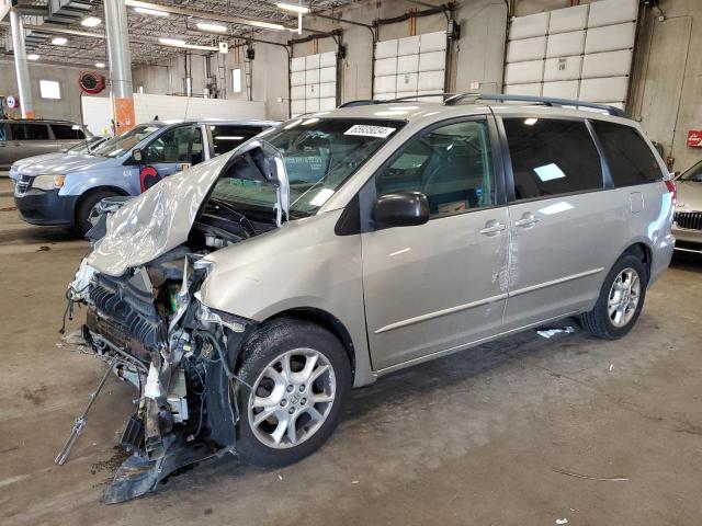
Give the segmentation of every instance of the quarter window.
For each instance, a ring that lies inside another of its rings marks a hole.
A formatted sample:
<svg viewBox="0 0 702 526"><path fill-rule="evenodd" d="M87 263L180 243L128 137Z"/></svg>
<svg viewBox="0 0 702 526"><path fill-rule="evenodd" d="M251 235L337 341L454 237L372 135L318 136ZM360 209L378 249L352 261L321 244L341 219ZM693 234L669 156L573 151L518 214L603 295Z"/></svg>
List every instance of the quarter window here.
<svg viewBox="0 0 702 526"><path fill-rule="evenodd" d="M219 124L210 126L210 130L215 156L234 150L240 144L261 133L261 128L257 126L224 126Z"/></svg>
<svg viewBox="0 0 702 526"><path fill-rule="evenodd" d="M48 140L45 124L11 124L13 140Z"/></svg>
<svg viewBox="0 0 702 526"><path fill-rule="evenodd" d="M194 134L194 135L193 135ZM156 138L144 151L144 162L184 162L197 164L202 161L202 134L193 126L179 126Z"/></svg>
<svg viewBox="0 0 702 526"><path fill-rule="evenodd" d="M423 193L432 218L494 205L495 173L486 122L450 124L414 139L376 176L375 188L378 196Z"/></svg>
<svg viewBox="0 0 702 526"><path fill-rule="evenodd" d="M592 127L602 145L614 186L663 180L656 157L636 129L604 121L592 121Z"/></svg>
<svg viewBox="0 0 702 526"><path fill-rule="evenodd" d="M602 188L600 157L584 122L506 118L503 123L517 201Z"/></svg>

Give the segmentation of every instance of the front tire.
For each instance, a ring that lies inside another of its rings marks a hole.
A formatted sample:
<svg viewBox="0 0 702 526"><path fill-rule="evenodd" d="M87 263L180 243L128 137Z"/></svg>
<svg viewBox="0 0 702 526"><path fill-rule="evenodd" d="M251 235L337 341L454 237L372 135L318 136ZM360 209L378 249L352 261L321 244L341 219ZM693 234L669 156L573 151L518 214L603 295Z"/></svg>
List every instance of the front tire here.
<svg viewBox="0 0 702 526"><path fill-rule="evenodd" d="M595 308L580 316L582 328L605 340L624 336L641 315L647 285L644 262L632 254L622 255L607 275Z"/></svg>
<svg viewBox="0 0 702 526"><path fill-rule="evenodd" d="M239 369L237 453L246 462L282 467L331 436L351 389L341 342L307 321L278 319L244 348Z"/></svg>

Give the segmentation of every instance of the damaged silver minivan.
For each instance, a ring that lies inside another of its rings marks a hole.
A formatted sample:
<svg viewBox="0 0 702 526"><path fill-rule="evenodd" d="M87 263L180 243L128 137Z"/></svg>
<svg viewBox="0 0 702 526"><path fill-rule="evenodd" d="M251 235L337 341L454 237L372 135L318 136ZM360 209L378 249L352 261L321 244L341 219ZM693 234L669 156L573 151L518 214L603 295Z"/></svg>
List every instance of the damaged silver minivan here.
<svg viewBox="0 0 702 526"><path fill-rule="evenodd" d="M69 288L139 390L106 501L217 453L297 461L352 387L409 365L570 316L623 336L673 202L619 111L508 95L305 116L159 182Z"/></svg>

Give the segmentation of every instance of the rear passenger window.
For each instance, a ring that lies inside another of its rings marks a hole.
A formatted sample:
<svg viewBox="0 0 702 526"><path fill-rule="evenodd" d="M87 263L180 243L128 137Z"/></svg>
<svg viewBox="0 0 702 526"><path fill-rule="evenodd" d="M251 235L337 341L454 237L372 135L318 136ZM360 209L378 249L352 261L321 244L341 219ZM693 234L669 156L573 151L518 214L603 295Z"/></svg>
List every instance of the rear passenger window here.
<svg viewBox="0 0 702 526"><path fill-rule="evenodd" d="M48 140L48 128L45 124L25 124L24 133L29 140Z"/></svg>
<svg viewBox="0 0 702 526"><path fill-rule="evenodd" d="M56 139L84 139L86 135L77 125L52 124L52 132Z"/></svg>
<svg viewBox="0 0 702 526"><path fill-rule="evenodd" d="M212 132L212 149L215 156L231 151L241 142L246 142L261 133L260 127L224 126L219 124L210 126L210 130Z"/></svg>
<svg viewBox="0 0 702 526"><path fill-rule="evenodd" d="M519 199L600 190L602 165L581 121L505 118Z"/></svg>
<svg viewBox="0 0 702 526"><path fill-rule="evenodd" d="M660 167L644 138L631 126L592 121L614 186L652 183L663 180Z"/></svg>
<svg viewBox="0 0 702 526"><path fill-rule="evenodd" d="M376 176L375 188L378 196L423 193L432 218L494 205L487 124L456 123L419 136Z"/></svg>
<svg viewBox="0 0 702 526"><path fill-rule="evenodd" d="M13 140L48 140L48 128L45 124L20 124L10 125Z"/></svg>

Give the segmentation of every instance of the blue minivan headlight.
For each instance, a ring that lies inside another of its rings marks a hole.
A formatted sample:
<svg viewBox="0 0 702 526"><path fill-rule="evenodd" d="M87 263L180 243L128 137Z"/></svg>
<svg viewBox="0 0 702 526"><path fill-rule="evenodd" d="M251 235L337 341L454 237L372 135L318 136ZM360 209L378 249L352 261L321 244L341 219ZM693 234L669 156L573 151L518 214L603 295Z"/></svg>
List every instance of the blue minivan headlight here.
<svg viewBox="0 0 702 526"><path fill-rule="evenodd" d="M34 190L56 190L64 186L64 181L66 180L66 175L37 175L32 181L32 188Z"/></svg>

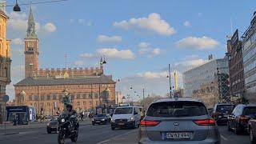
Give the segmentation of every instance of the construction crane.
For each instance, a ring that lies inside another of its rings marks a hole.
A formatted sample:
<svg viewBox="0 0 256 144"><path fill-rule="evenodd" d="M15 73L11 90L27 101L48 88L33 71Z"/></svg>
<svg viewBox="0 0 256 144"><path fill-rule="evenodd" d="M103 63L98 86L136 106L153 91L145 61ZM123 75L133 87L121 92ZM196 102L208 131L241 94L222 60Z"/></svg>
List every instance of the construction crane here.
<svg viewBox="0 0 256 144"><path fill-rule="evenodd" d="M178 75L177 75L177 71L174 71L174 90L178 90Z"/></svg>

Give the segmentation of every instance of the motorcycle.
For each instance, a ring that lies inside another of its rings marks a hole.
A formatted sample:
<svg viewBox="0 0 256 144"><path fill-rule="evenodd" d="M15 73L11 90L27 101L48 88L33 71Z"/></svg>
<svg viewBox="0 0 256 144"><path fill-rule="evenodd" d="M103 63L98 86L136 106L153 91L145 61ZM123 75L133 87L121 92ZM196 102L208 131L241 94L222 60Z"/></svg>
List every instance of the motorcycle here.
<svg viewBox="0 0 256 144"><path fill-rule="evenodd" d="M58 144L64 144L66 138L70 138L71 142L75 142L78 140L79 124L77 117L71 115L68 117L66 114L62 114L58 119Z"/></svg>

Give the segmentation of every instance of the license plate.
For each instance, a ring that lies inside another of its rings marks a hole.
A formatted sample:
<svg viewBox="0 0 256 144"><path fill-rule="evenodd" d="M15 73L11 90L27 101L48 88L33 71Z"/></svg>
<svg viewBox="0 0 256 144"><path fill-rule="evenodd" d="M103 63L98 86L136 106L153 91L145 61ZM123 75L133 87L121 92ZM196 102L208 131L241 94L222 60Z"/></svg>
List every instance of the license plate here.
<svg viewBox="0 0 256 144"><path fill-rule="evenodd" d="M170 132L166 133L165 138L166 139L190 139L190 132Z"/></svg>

### Exercise instructions:
Turn every line of the items above into a Markdown table with the columns "No." and "Line," numbering the rows in order and skipping blank lines. Leave out the pictures.

### Response to this task:
| No. | Line |
|---|---|
| 1 | Give the segmentation of every instance of the quarter window. |
| 2 | For each instance, a ring that lies inside another of its rings marks a hole. |
| 3 | A formatted sample: |
| 4 | <svg viewBox="0 0 702 526"><path fill-rule="evenodd" d="M87 263L180 243L128 137Z"/></svg> |
| 5 | <svg viewBox="0 0 702 526"><path fill-rule="evenodd" d="M251 235L337 341L454 237L372 135L318 136ZM360 209L378 249L352 261L321 244L341 219ZM693 234L669 156L573 151L518 214L603 295Z"/></svg> |
| 6 | List every instance of the quarter window here. |
| 7 | <svg viewBox="0 0 702 526"><path fill-rule="evenodd" d="M219 124L210 126L210 130L215 156L234 150L240 144L261 133L261 128L257 126L224 126Z"/></svg> |
| 8 | <svg viewBox="0 0 702 526"><path fill-rule="evenodd" d="M48 140L45 124L11 124L13 140Z"/></svg> |
| 9 | <svg viewBox="0 0 702 526"><path fill-rule="evenodd" d="M194 134L194 135L193 135ZM156 138L144 151L144 162L184 162L197 164L202 161L202 134L193 126L179 126Z"/></svg> |
| 10 | <svg viewBox="0 0 702 526"><path fill-rule="evenodd" d="M423 193L432 218L494 205L495 173L486 122L450 124L414 139L376 176L375 188L378 196Z"/></svg> |
| 11 | <svg viewBox="0 0 702 526"><path fill-rule="evenodd" d="M592 127L602 145L614 186L663 180L656 157L636 129L604 121L592 121Z"/></svg> |
| 12 | <svg viewBox="0 0 702 526"><path fill-rule="evenodd" d="M602 188L600 157L584 122L506 118L503 123L517 201Z"/></svg> |
| 13 | Give the segmentation of every instance of the front tire. |
| 14 | For each instance, a ring that lies inside another of its rings marks a hole. |
| 15 | A formatted sample: |
| 16 | <svg viewBox="0 0 702 526"><path fill-rule="evenodd" d="M87 263L180 243L128 137Z"/></svg> |
| 17 | <svg viewBox="0 0 702 526"><path fill-rule="evenodd" d="M251 235L337 341L454 237L372 135L318 136ZM360 209L378 249L352 261L321 244L341 219ZM693 234L669 156L573 151L518 214L603 295Z"/></svg> |
| 18 | List every instance of the front tire here. |
| 19 | <svg viewBox="0 0 702 526"><path fill-rule="evenodd" d="M595 308L580 316L582 328L605 340L624 336L641 315L647 285L644 262L632 254L622 255L607 275Z"/></svg> |
| 20 | <svg viewBox="0 0 702 526"><path fill-rule="evenodd" d="M239 369L237 453L246 462L282 467L331 436L351 389L341 342L307 321L278 319L244 348Z"/></svg> |
| 21 | Give the segmentation of every instance of the damaged silver minivan. |
| 22 | For each instance, a ring that lies inside another of its rings marks a hole. |
| 23 | A formatted sample: |
| 24 | <svg viewBox="0 0 702 526"><path fill-rule="evenodd" d="M87 263L180 243L128 137Z"/></svg> |
| 25 | <svg viewBox="0 0 702 526"><path fill-rule="evenodd" d="M251 235L337 341L454 237L372 135L318 136ZM360 209L378 249L352 261L321 244L341 219ZM693 234L669 156L573 151L518 214L603 295Z"/></svg> |
| 26 | List every instance of the damaged silver minivan here. |
| 27 | <svg viewBox="0 0 702 526"><path fill-rule="evenodd" d="M69 288L139 390L106 501L217 453L297 461L352 387L409 365L570 316L623 336L673 202L619 111L508 95L305 116L159 182Z"/></svg> |
| 28 | Give the segmentation of every instance of the rear passenger window. |
| 29 | For each instance, a ring that lies inside another of its rings marks a hole. |
| 30 | A formatted sample: |
| 31 | <svg viewBox="0 0 702 526"><path fill-rule="evenodd" d="M87 263L180 243L128 137Z"/></svg> |
| 32 | <svg viewBox="0 0 702 526"><path fill-rule="evenodd" d="M251 235L337 341L454 237L372 135L318 136ZM360 209L378 249L352 261L321 244L341 219ZM693 234L669 156L573 151L518 214L603 295Z"/></svg> |
| 33 | List every instance of the rear passenger window here. |
| 34 | <svg viewBox="0 0 702 526"><path fill-rule="evenodd" d="M48 140L48 128L45 124L25 124L24 133L29 140Z"/></svg> |
| 35 | <svg viewBox="0 0 702 526"><path fill-rule="evenodd" d="M56 139L84 139L86 135L77 125L52 124L52 132Z"/></svg> |
| 36 | <svg viewBox="0 0 702 526"><path fill-rule="evenodd" d="M212 132L212 149L215 156L231 151L241 142L246 142L261 133L260 127L224 126L219 124L210 126L210 130Z"/></svg> |
| 37 | <svg viewBox="0 0 702 526"><path fill-rule="evenodd" d="M519 199L600 190L602 165L581 121L505 118Z"/></svg> |
| 38 | <svg viewBox="0 0 702 526"><path fill-rule="evenodd" d="M660 167L644 138L631 126L592 121L614 186L652 183L663 180Z"/></svg> |
| 39 | <svg viewBox="0 0 702 526"><path fill-rule="evenodd" d="M376 176L375 188L378 196L423 193L432 218L494 205L487 124L456 123L419 136Z"/></svg> |
| 40 | <svg viewBox="0 0 702 526"><path fill-rule="evenodd" d="M13 140L48 140L48 128L45 124L20 124L10 125Z"/></svg> |
| 41 | Give the segmentation of every instance of the blue minivan headlight. |
| 42 | For each instance, a ring that lies inside another of its rings marks a hole. |
| 43 | A formatted sample: |
| 44 | <svg viewBox="0 0 702 526"><path fill-rule="evenodd" d="M87 263L180 243L128 137Z"/></svg> |
| 45 | <svg viewBox="0 0 702 526"><path fill-rule="evenodd" d="M251 235L337 341L454 237L372 135L318 136ZM360 209L378 249L352 261L321 244L341 219ZM693 234L669 156L573 151L518 214L603 295Z"/></svg> |
| 46 | List every instance of the blue minivan headlight here. |
| 47 | <svg viewBox="0 0 702 526"><path fill-rule="evenodd" d="M34 190L56 190L64 186L64 181L66 180L66 175L37 175L32 181L32 188Z"/></svg> |
| 48 | Give the segmentation of every instance of the construction crane. |
| 49 | For each instance, a ring that lies inside another of its rings marks a hole. |
| 50 | A formatted sample: |
| 51 | <svg viewBox="0 0 256 144"><path fill-rule="evenodd" d="M15 73L11 90L27 101L48 88L33 71Z"/></svg> |
| 52 | <svg viewBox="0 0 256 144"><path fill-rule="evenodd" d="M103 63L98 86L136 106L153 91L145 61ZM123 75L133 87L121 92ZM196 102L208 131L241 94L222 60Z"/></svg> |
| 53 | List every instance of the construction crane here. |
| 54 | <svg viewBox="0 0 256 144"><path fill-rule="evenodd" d="M178 75L177 75L177 71L174 71L174 90L178 90Z"/></svg> |
| 55 | Give the segmentation of every instance of the motorcycle. |
| 56 | For each instance, a ring that lies inside another of its rings marks a hole. |
| 57 | A formatted sample: |
| 58 | <svg viewBox="0 0 256 144"><path fill-rule="evenodd" d="M15 73L11 90L27 101L48 88L33 71Z"/></svg> |
| 59 | <svg viewBox="0 0 256 144"><path fill-rule="evenodd" d="M103 63L98 86L136 106L153 91L145 61ZM123 75L133 87L121 92ZM196 102L208 131L241 94L222 60Z"/></svg> |
| 60 | List every instance of the motorcycle here. |
| 61 | <svg viewBox="0 0 256 144"><path fill-rule="evenodd" d="M58 144L64 144L66 138L70 138L71 142L75 142L78 140L79 124L77 117L71 115L68 117L66 114L62 114L58 119Z"/></svg> |
| 62 | Give the segmentation of every instance of the license plate. |
| 63 | For each instance, a ring that lies inside another of its rings marks a hole. |
| 64 | A formatted sample: |
| 65 | <svg viewBox="0 0 256 144"><path fill-rule="evenodd" d="M15 73L11 90L27 101L48 88L33 71Z"/></svg> |
| 66 | <svg viewBox="0 0 256 144"><path fill-rule="evenodd" d="M103 63L98 86L136 106L153 91L145 61ZM123 75L133 87L121 92ZM196 102L208 131L241 94L222 60Z"/></svg> |
| 67 | List every instance of the license plate here. |
| 68 | <svg viewBox="0 0 256 144"><path fill-rule="evenodd" d="M170 132L166 133L165 138L166 139L190 139L190 132Z"/></svg> |